I have some points that describe positions in a picture taken with a fisheye lens.

I want to convert these points to rectilinear coordinates. I want to undistort the image.

I've found this description of how to generate a fisheye effect, but not how to reverse it.

There's also a blog post that describes how to use tools to do it; these pictures are from that:

(1) : SOURCE Original photo link

Input : Original image with fish-eye distortion to fix.

(2) : DESTINATION Original photo link

Output : Corrected image (technically also with perspective correction, but that's a separate step).

How do you calculate the radial distance from the centre to go from fisheye to rectilinear?

Directions.
a – Reproduce the fisheye post verbatim from "I want to convert" to "to reverse it.".
b – In the fisheye post, what does the description the writer found explain, and what does it leave out?
Base each answer solely on the fisheye post.

[Excerpts of location labeling data]

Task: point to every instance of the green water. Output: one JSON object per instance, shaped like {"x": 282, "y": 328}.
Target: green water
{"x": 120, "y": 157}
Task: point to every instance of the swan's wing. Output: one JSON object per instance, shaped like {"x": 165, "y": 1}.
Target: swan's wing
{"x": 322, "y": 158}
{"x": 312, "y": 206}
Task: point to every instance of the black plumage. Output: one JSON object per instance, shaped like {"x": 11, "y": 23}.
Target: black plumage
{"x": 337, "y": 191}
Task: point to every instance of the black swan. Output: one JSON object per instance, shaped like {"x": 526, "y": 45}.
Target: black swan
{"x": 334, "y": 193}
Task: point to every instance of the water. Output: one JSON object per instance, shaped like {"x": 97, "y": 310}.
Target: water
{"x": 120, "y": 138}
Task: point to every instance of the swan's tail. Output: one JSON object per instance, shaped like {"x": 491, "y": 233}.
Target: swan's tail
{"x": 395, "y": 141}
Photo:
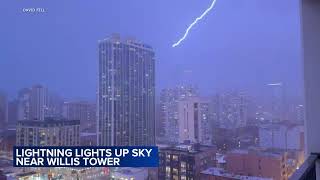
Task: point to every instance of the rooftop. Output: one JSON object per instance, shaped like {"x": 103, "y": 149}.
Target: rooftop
{"x": 223, "y": 173}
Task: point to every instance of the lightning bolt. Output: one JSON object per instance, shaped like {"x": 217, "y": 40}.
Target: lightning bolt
{"x": 194, "y": 23}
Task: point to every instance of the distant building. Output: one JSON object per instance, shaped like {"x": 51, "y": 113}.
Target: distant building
{"x": 49, "y": 132}
{"x": 214, "y": 173}
{"x": 193, "y": 121}
{"x": 126, "y": 95}
{"x": 230, "y": 110}
{"x": 38, "y": 102}
{"x": 282, "y": 136}
{"x": 129, "y": 173}
{"x": 7, "y": 140}
{"x": 24, "y": 96}
{"x": 13, "y": 113}
{"x": 185, "y": 161}
{"x": 33, "y": 103}
{"x": 258, "y": 163}
{"x": 3, "y": 111}
{"x": 83, "y": 111}
{"x": 276, "y": 101}
{"x": 88, "y": 139}
{"x": 168, "y": 127}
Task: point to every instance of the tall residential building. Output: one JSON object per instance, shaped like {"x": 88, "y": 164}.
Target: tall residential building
{"x": 284, "y": 136}
{"x": 168, "y": 121}
{"x": 48, "y": 132}
{"x": 126, "y": 94}
{"x": 38, "y": 102}
{"x": 13, "y": 112}
{"x": 276, "y": 102}
{"x": 24, "y": 96}
{"x": 83, "y": 111}
{"x": 3, "y": 110}
{"x": 259, "y": 163}
{"x": 230, "y": 110}
{"x": 193, "y": 121}
{"x": 185, "y": 161}
{"x": 33, "y": 103}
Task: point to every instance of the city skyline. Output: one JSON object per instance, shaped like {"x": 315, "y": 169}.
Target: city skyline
{"x": 267, "y": 49}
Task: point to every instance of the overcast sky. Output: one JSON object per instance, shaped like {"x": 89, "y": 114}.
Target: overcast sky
{"x": 241, "y": 44}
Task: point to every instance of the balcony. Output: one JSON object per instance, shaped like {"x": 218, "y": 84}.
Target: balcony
{"x": 308, "y": 170}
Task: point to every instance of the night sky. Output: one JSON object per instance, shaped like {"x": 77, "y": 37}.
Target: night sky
{"x": 241, "y": 44}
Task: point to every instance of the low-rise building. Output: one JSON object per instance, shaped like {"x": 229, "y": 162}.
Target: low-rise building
{"x": 49, "y": 132}
{"x": 185, "y": 161}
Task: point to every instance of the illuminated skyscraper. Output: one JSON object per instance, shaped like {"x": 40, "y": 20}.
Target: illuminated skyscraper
{"x": 3, "y": 110}
{"x": 126, "y": 94}
{"x": 193, "y": 121}
{"x": 276, "y": 101}
{"x": 38, "y": 102}
{"x": 169, "y": 115}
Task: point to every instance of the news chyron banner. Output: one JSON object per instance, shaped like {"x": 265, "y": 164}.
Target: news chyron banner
{"x": 124, "y": 156}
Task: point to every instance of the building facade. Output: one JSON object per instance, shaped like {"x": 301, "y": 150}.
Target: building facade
{"x": 169, "y": 111}
{"x": 3, "y": 110}
{"x": 83, "y": 111}
{"x": 184, "y": 162}
{"x": 194, "y": 122}
{"x": 230, "y": 109}
{"x": 49, "y": 132}
{"x": 126, "y": 94}
{"x": 258, "y": 163}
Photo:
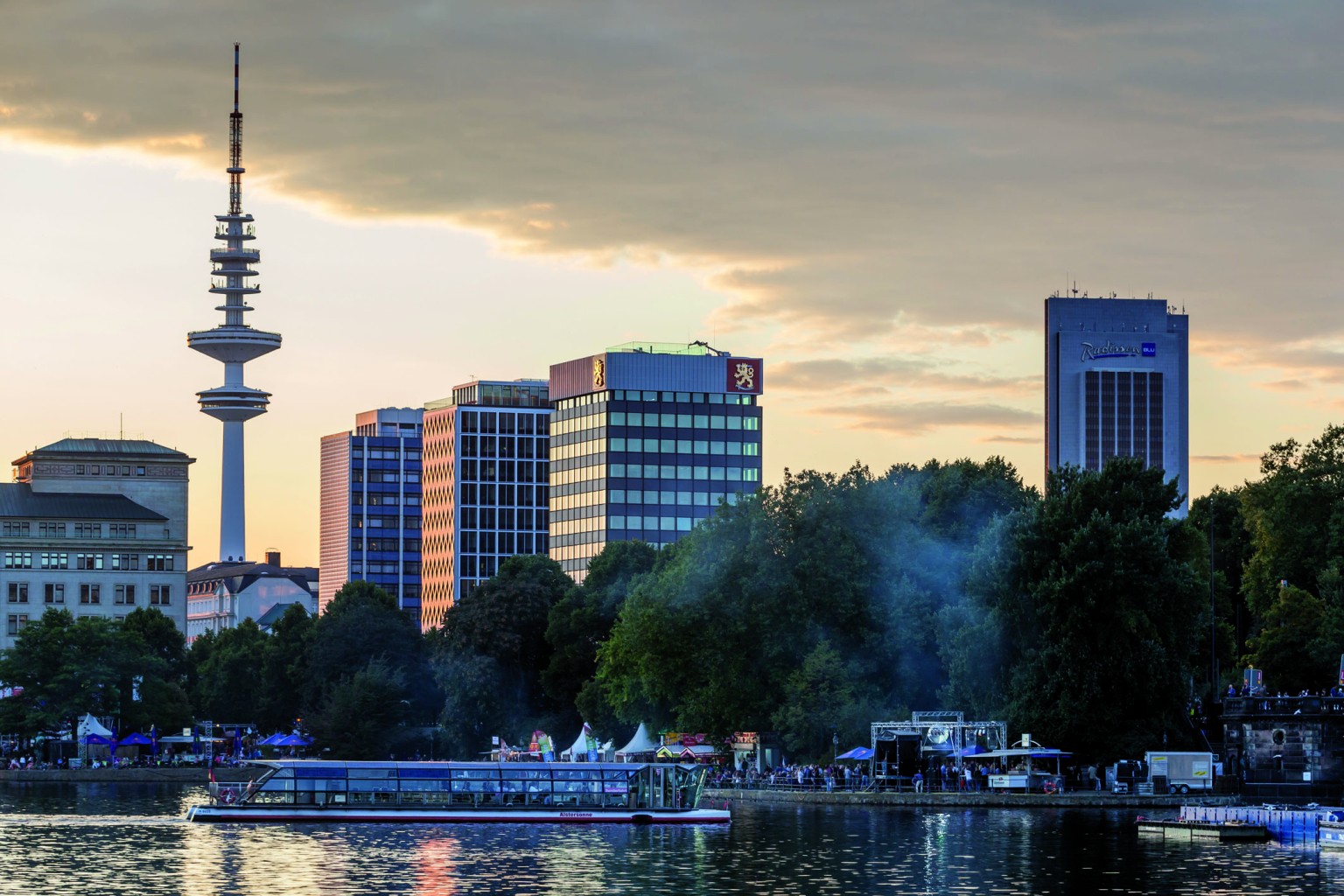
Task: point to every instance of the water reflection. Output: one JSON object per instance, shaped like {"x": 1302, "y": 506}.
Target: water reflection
{"x": 105, "y": 838}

Outputs in order.
a –
I want to convert these points to rectilinear coordinates. I want to undistort the image.

I've found this description of how to generate a fisheye effect, but not how to reverse it.

b – It explains how to generate a fisheye effect, but not how to reverse it.